• Aim: Write out the whole listing again, exactly as given.

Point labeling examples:

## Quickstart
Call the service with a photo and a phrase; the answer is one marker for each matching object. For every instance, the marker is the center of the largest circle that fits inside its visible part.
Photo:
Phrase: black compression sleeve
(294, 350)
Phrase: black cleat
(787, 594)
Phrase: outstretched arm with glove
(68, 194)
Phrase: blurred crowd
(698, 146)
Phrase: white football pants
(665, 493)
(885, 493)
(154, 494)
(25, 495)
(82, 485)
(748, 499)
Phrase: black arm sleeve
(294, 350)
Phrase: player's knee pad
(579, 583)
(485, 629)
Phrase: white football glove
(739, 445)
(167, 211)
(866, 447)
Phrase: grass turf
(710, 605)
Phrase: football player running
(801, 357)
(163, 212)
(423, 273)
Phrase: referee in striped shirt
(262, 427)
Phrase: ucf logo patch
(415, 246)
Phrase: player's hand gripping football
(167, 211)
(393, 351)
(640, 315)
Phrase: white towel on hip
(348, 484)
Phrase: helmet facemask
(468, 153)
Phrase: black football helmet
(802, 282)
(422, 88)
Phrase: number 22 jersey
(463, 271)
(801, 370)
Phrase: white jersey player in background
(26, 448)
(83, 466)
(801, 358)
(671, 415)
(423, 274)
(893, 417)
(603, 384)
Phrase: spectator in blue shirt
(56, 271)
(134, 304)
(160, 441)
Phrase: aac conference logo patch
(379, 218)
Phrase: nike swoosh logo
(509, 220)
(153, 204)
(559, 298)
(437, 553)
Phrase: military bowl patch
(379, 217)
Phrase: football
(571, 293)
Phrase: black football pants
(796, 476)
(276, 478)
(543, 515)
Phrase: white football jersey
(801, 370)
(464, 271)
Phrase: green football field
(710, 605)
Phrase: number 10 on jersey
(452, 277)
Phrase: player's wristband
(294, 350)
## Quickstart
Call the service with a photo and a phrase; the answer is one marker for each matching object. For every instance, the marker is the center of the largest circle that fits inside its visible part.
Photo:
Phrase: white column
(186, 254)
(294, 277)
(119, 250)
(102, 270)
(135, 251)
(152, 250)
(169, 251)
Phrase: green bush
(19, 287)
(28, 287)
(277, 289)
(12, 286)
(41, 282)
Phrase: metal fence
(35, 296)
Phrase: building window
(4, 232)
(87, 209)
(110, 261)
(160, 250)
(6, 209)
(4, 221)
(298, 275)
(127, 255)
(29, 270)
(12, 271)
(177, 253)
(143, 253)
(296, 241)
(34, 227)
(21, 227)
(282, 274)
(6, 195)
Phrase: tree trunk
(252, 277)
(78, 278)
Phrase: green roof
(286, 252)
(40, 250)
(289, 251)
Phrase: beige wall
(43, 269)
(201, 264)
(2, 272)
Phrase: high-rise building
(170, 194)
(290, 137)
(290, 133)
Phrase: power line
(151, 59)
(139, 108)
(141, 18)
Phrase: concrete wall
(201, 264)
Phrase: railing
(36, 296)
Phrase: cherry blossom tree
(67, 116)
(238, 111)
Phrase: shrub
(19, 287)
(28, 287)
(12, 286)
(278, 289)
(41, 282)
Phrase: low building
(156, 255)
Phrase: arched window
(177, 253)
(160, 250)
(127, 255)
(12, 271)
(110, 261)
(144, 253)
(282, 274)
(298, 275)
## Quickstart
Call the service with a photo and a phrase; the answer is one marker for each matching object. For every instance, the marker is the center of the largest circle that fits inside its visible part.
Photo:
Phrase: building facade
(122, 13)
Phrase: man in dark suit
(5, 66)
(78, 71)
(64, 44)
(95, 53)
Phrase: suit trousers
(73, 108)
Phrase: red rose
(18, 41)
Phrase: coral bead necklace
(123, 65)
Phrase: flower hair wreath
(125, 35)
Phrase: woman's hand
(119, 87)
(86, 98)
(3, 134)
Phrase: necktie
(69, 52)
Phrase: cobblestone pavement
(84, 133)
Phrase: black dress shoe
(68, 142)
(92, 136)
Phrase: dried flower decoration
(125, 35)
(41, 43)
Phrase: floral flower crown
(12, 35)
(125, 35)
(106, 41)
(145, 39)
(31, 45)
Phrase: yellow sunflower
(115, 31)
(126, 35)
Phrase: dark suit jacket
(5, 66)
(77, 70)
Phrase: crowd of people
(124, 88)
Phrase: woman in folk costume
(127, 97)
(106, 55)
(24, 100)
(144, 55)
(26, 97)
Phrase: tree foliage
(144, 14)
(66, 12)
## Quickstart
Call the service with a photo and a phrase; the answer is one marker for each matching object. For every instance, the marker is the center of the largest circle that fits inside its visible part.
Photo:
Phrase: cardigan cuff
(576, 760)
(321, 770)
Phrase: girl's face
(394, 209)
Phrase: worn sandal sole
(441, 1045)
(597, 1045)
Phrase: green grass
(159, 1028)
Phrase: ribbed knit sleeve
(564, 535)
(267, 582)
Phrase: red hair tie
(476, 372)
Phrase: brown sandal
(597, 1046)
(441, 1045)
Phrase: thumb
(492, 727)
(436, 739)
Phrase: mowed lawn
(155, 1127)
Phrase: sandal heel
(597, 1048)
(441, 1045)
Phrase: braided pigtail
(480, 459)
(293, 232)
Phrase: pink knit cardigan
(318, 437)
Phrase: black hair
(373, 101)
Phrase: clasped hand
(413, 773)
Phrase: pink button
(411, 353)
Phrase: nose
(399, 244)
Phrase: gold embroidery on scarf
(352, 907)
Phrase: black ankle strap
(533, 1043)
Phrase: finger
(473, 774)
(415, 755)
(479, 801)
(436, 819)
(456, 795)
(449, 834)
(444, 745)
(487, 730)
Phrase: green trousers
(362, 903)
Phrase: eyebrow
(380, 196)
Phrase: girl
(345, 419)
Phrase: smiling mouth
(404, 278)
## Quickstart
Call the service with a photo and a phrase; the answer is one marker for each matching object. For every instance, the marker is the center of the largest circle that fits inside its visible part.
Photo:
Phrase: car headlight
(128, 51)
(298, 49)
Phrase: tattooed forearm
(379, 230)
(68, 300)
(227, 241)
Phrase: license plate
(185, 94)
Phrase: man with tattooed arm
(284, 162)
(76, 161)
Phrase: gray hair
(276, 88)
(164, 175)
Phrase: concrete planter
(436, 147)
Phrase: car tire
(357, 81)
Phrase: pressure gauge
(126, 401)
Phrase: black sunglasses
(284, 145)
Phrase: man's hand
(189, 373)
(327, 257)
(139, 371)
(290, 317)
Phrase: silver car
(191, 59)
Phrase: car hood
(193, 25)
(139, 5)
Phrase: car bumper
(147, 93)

• Solution to this task:
## Quickstart
Call the service with a photo and a phrase; the answer is one marker for each matching object. For every instance, the marker is the center of the largest circle that fits inside its visible part.
Photo:
Phrase: black compression sleeve
(294, 350)
Phrase: black cleat
(787, 594)
Phrase: outstretched arm with glove
(68, 194)
Phrase: blurred crowd
(698, 146)
Phrase: white football pants
(665, 493)
(885, 493)
(154, 494)
(25, 495)
(82, 485)
(748, 499)
Phrase: black arm sleeve
(294, 350)
Phrase: player's knee pad
(579, 583)
(485, 629)
Phrase: white football glove
(739, 445)
(167, 211)
(866, 447)
Phrase: grass turf
(710, 605)
Phrase: football player running
(801, 357)
(163, 212)
(423, 273)
Phrase: referee in striped shirt
(262, 427)
Phrase: ucf logo patch
(415, 246)
Phrase: player's hand gripping football
(167, 211)
(393, 351)
(640, 315)
Phrase: white towel on hip
(348, 484)
Phrase: helmet facemask
(468, 153)
Phrase: black football helmet
(802, 282)
(422, 88)
Phrase: number 22 jersey
(463, 271)
(801, 370)
Phrase: white jersey player in background
(26, 448)
(83, 466)
(801, 358)
(671, 415)
(423, 274)
(893, 417)
(603, 384)
Phrase: spectator in blue shirt
(56, 271)
(134, 304)
(160, 441)
Phrase: aac conference logo patch
(379, 218)
Phrase: nike swoosh logo
(509, 220)
(153, 204)
(559, 298)
(437, 553)
Phrase: military bowl patch
(379, 217)
Phrase: football
(571, 293)
Phrase: black football pants
(796, 476)
(276, 478)
(543, 515)
Phrase: white football jersey
(801, 370)
(464, 271)
Phrase: green football field
(710, 605)
Phrase: number 10 on jersey
(452, 277)
Phrase: player's wristband
(294, 350)
## Quickstart
Call the service with a photo and a phrase; the answer is one marker for each matching object. For every instance, the marker is the center of the largest circle that fits inside its visible part.
Photo:
Phrase: white column
(186, 254)
(294, 277)
(119, 250)
(102, 270)
(135, 251)
(152, 250)
(169, 251)
Phrase: green bush
(19, 287)
(28, 287)
(277, 289)
(12, 286)
(41, 282)
Phrase: metal fence
(35, 296)
Phrase: building window
(4, 232)
(87, 209)
(110, 261)
(160, 250)
(6, 209)
(4, 221)
(298, 275)
(127, 255)
(29, 270)
(12, 271)
(177, 253)
(143, 253)
(296, 241)
(34, 227)
(21, 227)
(282, 274)
(6, 195)
Phrase: tree trunk
(252, 277)
(78, 278)
Phrase: green roof
(286, 252)
(40, 250)
(289, 251)
Phrase: beige wall
(43, 269)
(201, 264)
(2, 272)
Phrase: high-rise building
(170, 194)
(290, 137)
(290, 133)
Phrase: power line
(151, 59)
(139, 108)
(141, 18)
Phrase: concrete wall
(201, 264)
Phrase: railing
(36, 296)
Phrase: cherry blossom tree
(67, 116)
(238, 111)
Phrase: shrub
(19, 287)
(28, 287)
(12, 286)
(278, 289)
(41, 282)
Phrase: low building
(156, 255)
Phrase: arched window
(177, 253)
(160, 250)
(127, 255)
(12, 271)
(110, 261)
(144, 253)
(282, 274)
(298, 275)
## Quickstart
Call the service with a photo and a phrase; the answer is one marker for each matching object. For every instance, the marker is the center of the largest circle that fits inside its visible part.
Photo:
Phrase: building facade
(122, 13)
Phrase: man in dark suit
(5, 66)
(78, 71)
(64, 44)
(95, 53)
Phrase: suit trousers
(73, 108)
Phrase: red rose
(18, 41)
Phrase: coral bead necklace
(123, 65)
Phrase: flower hair wreath
(125, 35)
Phrase: woman's hand
(119, 87)
(86, 98)
(3, 134)
Phrase: necktie
(69, 52)
Phrase: cobblestone pavement
(84, 133)
Phrase: black dress shoe
(68, 142)
(92, 136)
Phrase: dried flower decoration
(125, 35)
(41, 43)
Phrase: floral flower crown
(12, 35)
(125, 35)
(106, 41)
(145, 39)
(31, 45)
Phrase: yellow sunflower
(115, 31)
(126, 35)
Phrase: dark suit jacket
(5, 66)
(77, 70)
Phrase: crowd of people
(124, 88)
Phrase: woman in folk costume
(127, 97)
(106, 55)
(24, 100)
(144, 55)
(26, 97)
Phrase: tree foliage
(144, 14)
(66, 12)
## Quickstart
Call the service with a photo and a phrase; the answer is one marker for each matching object. For every instance, the marker is the center of the largest circle that fits inside its visible part.
Photo:
Phrase: cardigan cuff
(576, 760)
(321, 770)
Phrase: girl's face
(394, 209)
Phrase: worn sandal sole
(441, 1045)
(597, 1045)
Phrase: green grass
(159, 1028)
Phrase: ribbed knit sleeve
(564, 535)
(267, 582)
Phrase: red hair tie
(476, 372)
Phrase: brown sandal
(597, 1046)
(441, 1045)
Phrase: thumb
(492, 727)
(436, 739)
Phrase: mowed lawn
(155, 1127)
Phrase: sandal heel
(597, 1048)
(441, 1045)
Phrase: braided pigtail
(480, 459)
(293, 232)
Phrase: pink knit cardigan
(318, 437)
Phrase: black hair
(373, 101)
Phrase: clasped hand
(413, 773)
Phrase: pink button
(411, 353)
Phrase: nose
(399, 244)
Phrase: gold embroidery on scarf
(352, 907)
Phrase: black ankle strap
(533, 1043)
Phrase: finger
(473, 774)
(415, 755)
(479, 801)
(436, 819)
(456, 795)
(449, 834)
(444, 745)
(487, 730)
Phrase: green trousers
(362, 903)
Phrase: eyebrow
(380, 196)
Phrase: girl
(345, 419)
Phrase: smiling mouth
(404, 278)
## Quickstart
Call the service with a photo and a phrase; the answer is one marker for each matching object. For every instance, the marker is the center of the largest circle that fits inside its visible part.
Photo:
Phrase: car headlight
(128, 51)
(298, 49)
Phrase: tattooed forearm
(379, 230)
(68, 300)
(227, 241)
Phrase: license plate
(185, 94)
Phrase: man with tattooed arm
(284, 162)
(76, 161)
Phrase: gray hair
(276, 88)
(164, 175)
Phrase: concrete planter
(436, 147)
Phrase: car tire
(357, 81)
Phrase: pressure gauge
(126, 401)
Phrase: black sunglasses
(284, 145)
Phrase: man's hand
(189, 373)
(327, 257)
(139, 371)
(290, 317)
Phrase: silver car
(191, 59)
Phrase: car hood
(193, 25)
(139, 5)
Phrase: car bumper
(147, 93)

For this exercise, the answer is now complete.